The program was working fine. For months. Never a problem. But I kept getting those popups "helpfully" reminding me that there was a new version.

OK, fine, I thought. What's the harm, I'll just upgrade it real quick.

Then I tried running it again. Oops:

camino-error.png

Maybe this time I'll learn my lesson! If there's no immediate, pressing need to get the new version, ignore the reminders. Hang on to the version that works until there's a good reason to change.

In other words: If it ain't broke, don't upgrade it.


10 Comments:

schwal — Apr 6, '09 — 10:12 PM

It depends entirely on the software, and the upgrades. But browsers should ALWAYS be upgraded, as the upgrades are almost always security related. But on an Intel mac, Safari (or Firefox) is the prefered browser anyway.

Duff — Apr 7, '09 — 12:47 AM

This could also be said about the field of personal development, as in the Lifehacker book "Upgrade Your Life." If only more people followed this simple, conservative logic, we would certainly have a saner world.

Paul Schreiber — Apr 7, '09 — 1:34 AM

The message you're seeing sometimes appears in inappropriate situations (i.e. there probably is no architecture mismatch).

You can check by running "file /Applications/Camino.app/Contents/MacOS/Camino"

Mine looks like this:
Camino: Mach-O universal binary with 2 architectures
Camino (for architecture i386): Mach-O executable i386
Camino (for architecture ppc): Mach-O executable ppc

And ls -l:
-rwxr-xr-x@ 1 paul paul 28169276 Mar 27 11:52 /Applications/Camino.app/Contents/MacOS/Camino*

I suspect the only problem is with the updating mechanism itself. Just download a fresh version of Camino.

====

Instructions:
1. Translate this sentence from the software upgrade post into Spanish: "Hang on to the version that works until there's a good reason to change."
2. Answer these questions using the software upgrade post:
(a) According to schwal, what kind of software should always be upgraded?
(b) Which Lifehacker book does Duff mention?
(c) What does Paul Schreiber suspect is the only problem?
3. Retype the passage of the software upgrade post starting at the words "camino-error.png" and ending at the words "prefered browser anyway.".
The material has no connection to the software upgrade post.

====

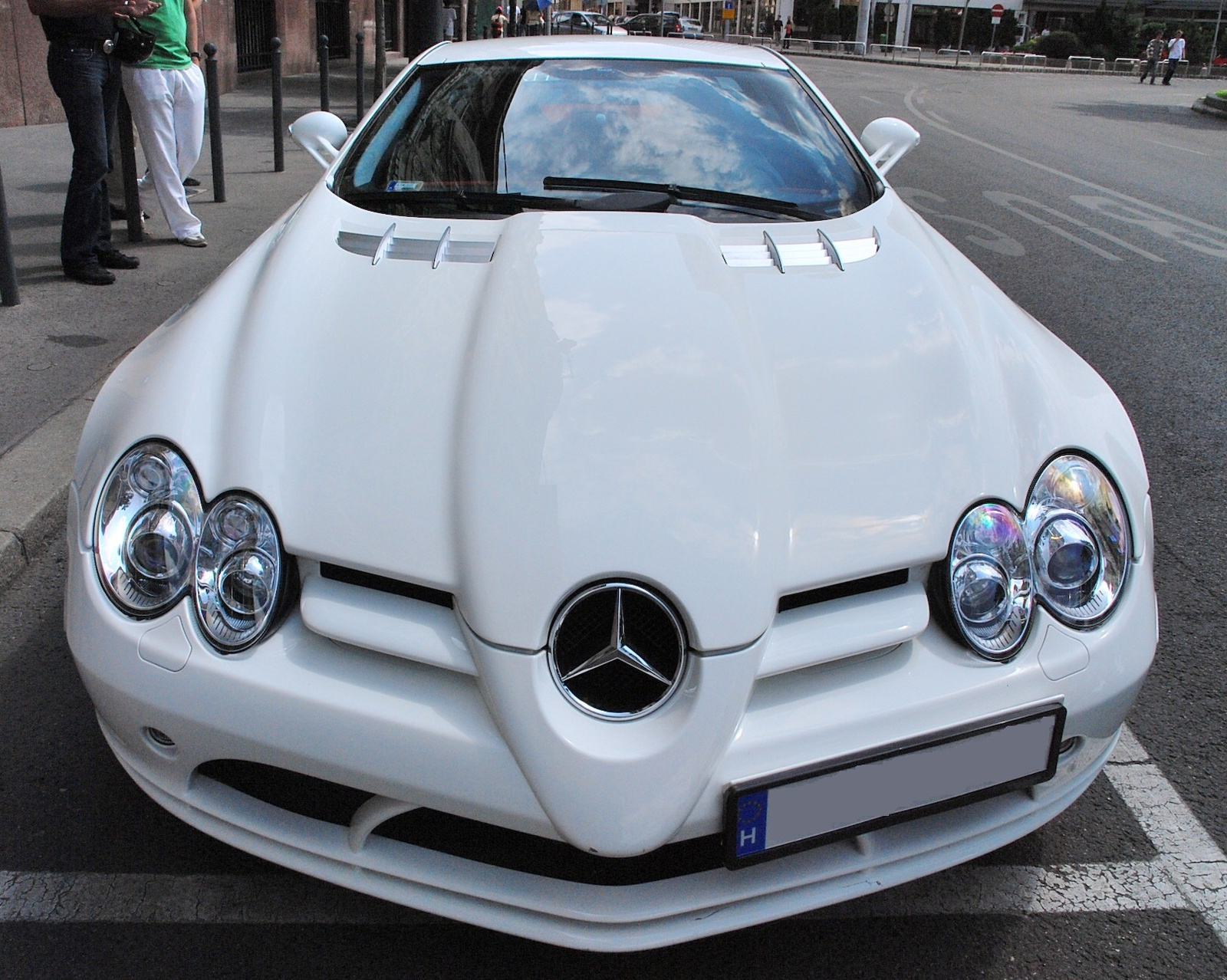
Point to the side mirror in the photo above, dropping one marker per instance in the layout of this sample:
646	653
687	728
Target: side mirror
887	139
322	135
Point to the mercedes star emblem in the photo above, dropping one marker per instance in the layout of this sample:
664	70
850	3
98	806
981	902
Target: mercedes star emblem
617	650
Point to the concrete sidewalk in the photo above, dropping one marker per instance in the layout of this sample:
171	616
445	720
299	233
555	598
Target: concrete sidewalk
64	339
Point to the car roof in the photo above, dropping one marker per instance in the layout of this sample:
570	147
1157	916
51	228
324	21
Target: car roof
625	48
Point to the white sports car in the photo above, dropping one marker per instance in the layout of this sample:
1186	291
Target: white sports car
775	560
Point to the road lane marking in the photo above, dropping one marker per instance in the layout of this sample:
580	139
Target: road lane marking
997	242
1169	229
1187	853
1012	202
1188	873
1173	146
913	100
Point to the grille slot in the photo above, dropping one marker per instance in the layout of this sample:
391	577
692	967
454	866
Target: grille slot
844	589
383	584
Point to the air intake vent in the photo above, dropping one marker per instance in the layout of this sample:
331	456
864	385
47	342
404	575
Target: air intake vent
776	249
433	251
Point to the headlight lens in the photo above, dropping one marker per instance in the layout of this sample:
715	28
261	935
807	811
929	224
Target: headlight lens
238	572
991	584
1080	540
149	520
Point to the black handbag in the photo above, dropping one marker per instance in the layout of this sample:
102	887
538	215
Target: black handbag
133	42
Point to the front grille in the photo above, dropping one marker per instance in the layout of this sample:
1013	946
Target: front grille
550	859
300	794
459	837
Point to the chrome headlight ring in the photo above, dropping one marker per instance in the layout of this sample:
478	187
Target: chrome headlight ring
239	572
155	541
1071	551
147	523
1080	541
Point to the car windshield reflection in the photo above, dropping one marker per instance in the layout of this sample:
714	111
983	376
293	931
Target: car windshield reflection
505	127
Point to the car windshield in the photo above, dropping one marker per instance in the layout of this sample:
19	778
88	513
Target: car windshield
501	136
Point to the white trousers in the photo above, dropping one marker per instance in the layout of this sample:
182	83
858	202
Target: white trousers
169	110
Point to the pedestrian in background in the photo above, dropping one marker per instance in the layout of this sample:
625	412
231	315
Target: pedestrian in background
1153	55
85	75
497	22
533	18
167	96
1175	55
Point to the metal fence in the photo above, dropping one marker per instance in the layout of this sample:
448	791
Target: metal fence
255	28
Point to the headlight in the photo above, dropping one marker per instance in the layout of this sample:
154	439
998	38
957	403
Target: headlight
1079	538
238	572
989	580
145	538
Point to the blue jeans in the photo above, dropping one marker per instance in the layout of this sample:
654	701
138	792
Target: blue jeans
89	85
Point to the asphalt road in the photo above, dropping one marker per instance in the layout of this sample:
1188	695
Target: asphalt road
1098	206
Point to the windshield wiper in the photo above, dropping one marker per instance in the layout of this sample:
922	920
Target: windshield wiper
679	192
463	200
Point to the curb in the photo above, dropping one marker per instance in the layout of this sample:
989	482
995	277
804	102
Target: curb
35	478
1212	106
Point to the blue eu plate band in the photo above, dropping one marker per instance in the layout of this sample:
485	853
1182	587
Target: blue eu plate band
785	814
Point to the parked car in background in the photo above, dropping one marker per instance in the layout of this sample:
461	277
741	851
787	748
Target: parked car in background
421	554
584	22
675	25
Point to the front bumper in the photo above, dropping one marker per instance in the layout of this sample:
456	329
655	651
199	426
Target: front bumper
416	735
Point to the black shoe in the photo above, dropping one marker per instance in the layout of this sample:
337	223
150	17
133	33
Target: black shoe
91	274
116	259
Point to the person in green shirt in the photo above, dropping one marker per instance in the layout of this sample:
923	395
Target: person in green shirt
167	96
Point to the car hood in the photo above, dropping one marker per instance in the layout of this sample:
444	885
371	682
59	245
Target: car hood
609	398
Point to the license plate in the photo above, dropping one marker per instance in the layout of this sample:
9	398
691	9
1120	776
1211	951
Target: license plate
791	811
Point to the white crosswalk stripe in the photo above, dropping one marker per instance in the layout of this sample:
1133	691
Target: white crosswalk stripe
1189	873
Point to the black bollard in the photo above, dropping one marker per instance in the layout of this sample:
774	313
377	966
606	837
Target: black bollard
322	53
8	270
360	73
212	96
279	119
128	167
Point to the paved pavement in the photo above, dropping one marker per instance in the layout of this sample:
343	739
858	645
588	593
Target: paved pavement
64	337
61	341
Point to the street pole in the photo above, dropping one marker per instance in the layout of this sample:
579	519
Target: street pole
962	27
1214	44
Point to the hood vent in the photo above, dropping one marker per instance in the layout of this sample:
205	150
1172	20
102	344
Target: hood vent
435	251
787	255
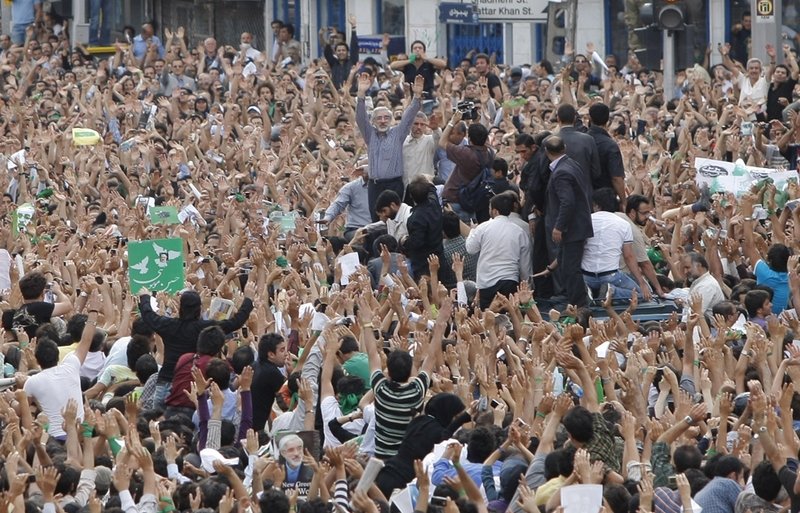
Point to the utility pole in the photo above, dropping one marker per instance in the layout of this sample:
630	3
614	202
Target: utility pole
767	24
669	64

====

Written responses:
1. Quédate con la versión que funciona hasta que haya una buena razón para cambiar.

2.
(a) Browsers, because their upgrades are almost always security related.
(b) "Upgrade Your Life."
(c) The updating mechanism itself.

3.
camino-error.png

Maybe this time I'll learn my lesson! If there's no immediate, pressing need to get the new version, ignore the reminders. Hang on to the version that works until there's a good reason to change.

In other words: If it ain't broke, don't upgrade it.


10 Comments:

schwal — Apr 6, '09 — 10:12 PM

It depends entirely on the software, and the upgrades. But browsers should ALWAYS be upgraded, as the upgrades are almost always security related. But on an Intel mac, Safari (or Firefox) is the prefered browser anyway.